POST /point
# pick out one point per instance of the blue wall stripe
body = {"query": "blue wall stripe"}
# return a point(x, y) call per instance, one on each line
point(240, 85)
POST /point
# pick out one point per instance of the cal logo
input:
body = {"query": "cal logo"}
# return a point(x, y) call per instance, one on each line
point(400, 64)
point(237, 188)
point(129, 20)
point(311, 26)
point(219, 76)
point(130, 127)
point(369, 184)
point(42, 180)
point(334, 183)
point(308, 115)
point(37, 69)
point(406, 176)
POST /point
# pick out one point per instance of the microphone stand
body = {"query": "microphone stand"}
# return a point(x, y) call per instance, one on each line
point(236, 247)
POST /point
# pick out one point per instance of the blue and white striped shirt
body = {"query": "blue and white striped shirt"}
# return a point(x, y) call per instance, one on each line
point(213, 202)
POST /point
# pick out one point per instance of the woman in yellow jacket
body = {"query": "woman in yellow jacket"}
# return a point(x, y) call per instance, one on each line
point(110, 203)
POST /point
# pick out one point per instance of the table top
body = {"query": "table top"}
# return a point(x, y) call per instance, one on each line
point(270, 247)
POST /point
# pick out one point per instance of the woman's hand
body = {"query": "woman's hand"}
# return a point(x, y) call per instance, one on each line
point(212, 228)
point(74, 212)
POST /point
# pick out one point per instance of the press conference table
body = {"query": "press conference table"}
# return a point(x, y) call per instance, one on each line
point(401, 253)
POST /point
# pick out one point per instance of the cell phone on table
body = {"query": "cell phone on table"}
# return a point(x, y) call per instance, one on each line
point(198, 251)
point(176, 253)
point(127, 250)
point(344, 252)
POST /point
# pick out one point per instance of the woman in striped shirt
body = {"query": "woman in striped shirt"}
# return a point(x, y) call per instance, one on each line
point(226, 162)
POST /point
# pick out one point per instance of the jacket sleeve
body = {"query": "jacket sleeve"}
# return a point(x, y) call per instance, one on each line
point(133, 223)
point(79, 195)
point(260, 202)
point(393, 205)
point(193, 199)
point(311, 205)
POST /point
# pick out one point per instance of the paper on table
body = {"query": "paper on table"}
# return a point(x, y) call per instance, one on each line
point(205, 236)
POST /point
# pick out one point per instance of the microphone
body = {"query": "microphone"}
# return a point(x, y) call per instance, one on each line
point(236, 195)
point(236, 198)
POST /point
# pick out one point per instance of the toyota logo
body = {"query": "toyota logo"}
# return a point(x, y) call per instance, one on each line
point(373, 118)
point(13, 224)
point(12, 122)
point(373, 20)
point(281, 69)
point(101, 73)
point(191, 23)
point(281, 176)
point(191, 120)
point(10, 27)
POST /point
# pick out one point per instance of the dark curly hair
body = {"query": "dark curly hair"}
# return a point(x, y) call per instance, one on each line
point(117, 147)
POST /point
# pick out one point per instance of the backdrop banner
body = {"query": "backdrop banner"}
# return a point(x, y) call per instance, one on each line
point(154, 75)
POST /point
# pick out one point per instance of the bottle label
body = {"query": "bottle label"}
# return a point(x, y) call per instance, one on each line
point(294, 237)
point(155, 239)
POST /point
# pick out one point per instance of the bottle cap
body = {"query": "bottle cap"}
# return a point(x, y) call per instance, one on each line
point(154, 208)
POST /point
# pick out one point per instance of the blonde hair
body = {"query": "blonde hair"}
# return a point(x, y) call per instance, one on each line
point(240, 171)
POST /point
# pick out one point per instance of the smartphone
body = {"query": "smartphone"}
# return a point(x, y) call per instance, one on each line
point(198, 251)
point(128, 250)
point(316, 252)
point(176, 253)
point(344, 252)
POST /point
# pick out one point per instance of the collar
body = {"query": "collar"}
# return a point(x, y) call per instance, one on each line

*-*-*

All lines above containing the string "yellow": copy each one.

» **RESPONSE**
# pick out one point per instance of the woman in yellow jacket
body = {"query": "woman in yellow jacket"}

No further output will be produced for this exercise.